• _REQUEST A_
In the editorial from this issue of Zygon, whose interpretation holds that the interaction of chance and necessity leaves us homeless in the universe?

• _GIVEN TEXT_
☆ ☆ ☆ ☆ ☆ ☆ ☆

Although the increasing rate of change makes this question a live one for us today, the question is not really new. A look at the history of thought in the Western world reveals that the problem of change is a fundamental issue. As long ago as the fourth century B.C. some philosophers and religious thinkers concluded that humanity is not at home in this world. Plato and his followers suggested that, even though this world might appear to be real to our senses, the transience or impermanence of particular events means that it is only a reflection—a second-class reality. For the Platonists, and also for modern scientists who seek to discover the invariant factors that produce change, the true reality is not this cavelike world of phenomena, of puppets casting shadows on a wall, but the realm of ideal, permanent forms or of invisible, invariant laws and entities. However, when Christianity transformed its Jewish heritage into that of Greek Platonic thought amid the uncertainties brought about by the dissolution of the Roman Empire, many Christians emphasized that this earthly city is not our true home. We are strangers here on earth, they said; life is a pilgrimage to that hidden reality which is not subject to the disintegrating effects of space and time.
In this issue of Zygon we suggest an answer to the problem of change and uncertainty that is different from that provided by some thinkers in the Greek-Christian tradition. Instead we affirm the aspect of Western heritage that stresses the goodness of the universe as the ongoing creation of a divine reality, whether the divine reality is understood theistically to transcend the spatial, temporal universe or pantheistically as the evolving universe itself—nature chasing one beautiful form into another. Like English bell ringers ringing the various changes that are allowed by the underlying pattern of the bells, the authors in this issue ring a few of the changes on the theme of the significance of human life in a universe of chance and necessity. Rather than following the interpretation of Jacques Monod that the interaction of chance and necessity leaves us homeless in the universe, leaves us alone to struggle in an existentialist manner to devise and carry out our own plans, these Zygon articles explore the importance of affirming chance and necessity, contingence and intelligibility as central features of an organic, evolving world. They suggest in various ways that we find our place in the scheme of things when in interaction with one another and the rest of nature we make our small contributions to preserving the past while at the same time transforming the past in the ongoing creative process of the universes self-transcendence. Many of the results of these interactions may be too inconspicuous and subtle, even though at times far reaching, for us to envision fully with our conscious minds. Yet our experience does support the faith that what we do can be significant, even if unknown. From this perspective, living in the midst of change brought about through the chance interactions of causal sequences of events is recognized not as a threat but as the essence of living. It is understood as participating in the life game of the universe, which through random variation constantly seeks out new forms of life and culture that are potentially stable in suitable environments. If we react constructively to the new, unexpected opportunities that continually present themselves in our daily lives, we participate in the ongoing, creative, cosmic symphony of an evolving universe.
Two items deserve special attention. The first is an underlying theological, and perhaps scientific, issue that pervades these essays. Theologically is it more appropriate to think of Gods relation to a universe of chance and necessity theistically (God is independent of the universe but acting on and in it), pantheistically (God is equivalent to the universe as a whole and hence the creation of the world is the self-creation of God), or panentheistically (God includes the universe but at the same time transcends the universe)? T. F. Torrance, in God and the Contingent World, presents the theistic position; theism also is implied more poetically by A. R. Peacocke. The issue is whether a pantheist (perhaps in the tradition of Harlow Shapley—see his Life, Hope, and Cosmic Evolution, Zygon 1 [September 1966]: 275-85) or a panentheist (perhaps in the tradition of Alfred North Whitehead) can deal with chance and necessity as well as these theists have. Is one of these positions rationally more credible than the others in a scientific age?

☆ ☆ ☆ ☆ ☆ ☆ ☆

• _SUPPLIED RECORDS_
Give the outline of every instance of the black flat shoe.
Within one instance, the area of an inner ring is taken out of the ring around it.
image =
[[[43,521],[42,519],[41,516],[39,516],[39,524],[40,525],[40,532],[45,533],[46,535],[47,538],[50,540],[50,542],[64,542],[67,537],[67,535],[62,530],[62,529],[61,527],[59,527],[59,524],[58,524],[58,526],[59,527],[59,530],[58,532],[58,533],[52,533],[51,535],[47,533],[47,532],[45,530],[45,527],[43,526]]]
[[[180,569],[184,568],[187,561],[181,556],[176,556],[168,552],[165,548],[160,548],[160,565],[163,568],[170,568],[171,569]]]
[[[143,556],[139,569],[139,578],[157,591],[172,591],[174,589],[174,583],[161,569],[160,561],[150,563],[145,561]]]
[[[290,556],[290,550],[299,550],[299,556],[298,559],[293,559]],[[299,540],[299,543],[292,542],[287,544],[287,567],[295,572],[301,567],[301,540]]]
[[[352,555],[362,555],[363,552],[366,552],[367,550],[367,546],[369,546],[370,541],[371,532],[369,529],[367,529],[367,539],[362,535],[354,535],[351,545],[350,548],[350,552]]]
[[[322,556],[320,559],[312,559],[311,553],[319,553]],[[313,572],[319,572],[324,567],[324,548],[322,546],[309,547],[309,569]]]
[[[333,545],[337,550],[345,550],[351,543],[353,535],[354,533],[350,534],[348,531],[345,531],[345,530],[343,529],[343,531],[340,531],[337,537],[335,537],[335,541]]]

☆ ☆ ☆ ☆ ☆ ☆ ☆

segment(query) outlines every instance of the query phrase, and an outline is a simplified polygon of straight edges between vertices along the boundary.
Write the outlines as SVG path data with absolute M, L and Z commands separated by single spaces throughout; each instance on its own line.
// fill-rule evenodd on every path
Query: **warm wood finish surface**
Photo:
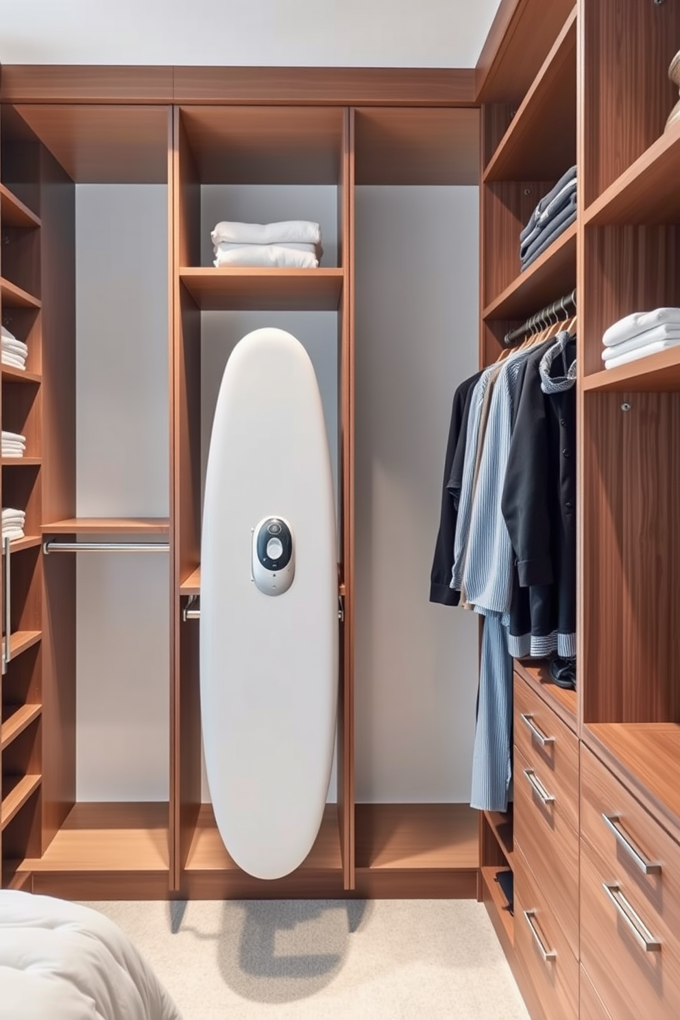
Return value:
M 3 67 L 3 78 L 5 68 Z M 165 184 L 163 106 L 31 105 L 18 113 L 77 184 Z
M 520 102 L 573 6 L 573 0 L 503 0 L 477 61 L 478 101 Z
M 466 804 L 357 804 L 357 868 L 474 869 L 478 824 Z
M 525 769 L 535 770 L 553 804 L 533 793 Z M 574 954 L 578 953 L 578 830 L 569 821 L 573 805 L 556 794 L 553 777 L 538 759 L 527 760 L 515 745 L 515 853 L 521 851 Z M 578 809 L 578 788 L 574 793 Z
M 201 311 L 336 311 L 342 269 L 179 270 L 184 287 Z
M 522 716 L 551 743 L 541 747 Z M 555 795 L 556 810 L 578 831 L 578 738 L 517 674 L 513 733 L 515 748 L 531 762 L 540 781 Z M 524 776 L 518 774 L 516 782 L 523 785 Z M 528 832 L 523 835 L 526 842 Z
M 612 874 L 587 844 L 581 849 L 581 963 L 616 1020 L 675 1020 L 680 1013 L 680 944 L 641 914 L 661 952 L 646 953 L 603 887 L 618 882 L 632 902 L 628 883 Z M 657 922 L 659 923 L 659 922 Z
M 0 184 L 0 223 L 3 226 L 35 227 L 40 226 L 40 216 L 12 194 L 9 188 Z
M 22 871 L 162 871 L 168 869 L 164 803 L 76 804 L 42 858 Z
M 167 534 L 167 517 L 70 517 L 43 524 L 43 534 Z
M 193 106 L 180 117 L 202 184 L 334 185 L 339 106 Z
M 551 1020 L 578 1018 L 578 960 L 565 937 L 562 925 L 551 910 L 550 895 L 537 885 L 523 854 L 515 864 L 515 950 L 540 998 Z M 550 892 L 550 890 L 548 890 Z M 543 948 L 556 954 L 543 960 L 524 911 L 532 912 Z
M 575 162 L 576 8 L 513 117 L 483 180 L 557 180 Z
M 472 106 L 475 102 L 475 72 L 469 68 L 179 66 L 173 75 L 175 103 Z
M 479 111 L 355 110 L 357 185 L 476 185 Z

☆ ☆ ☆ ☆ ☆ ☆ ☆

• _REQUEST B_
From the records above, extract each line that contains the string "outlines".

• _ANSWER A_
Jacques Monod's interpretation.

• _ANSWER B_
segment(query) outlines every instance of the query phrase, and an outline is a simplified polygon of straight edges between vertices along the boundary.
Write the outlines as SVG path data with absolute M, L and Z commands separated by single spaces throughout; each instance on its own line.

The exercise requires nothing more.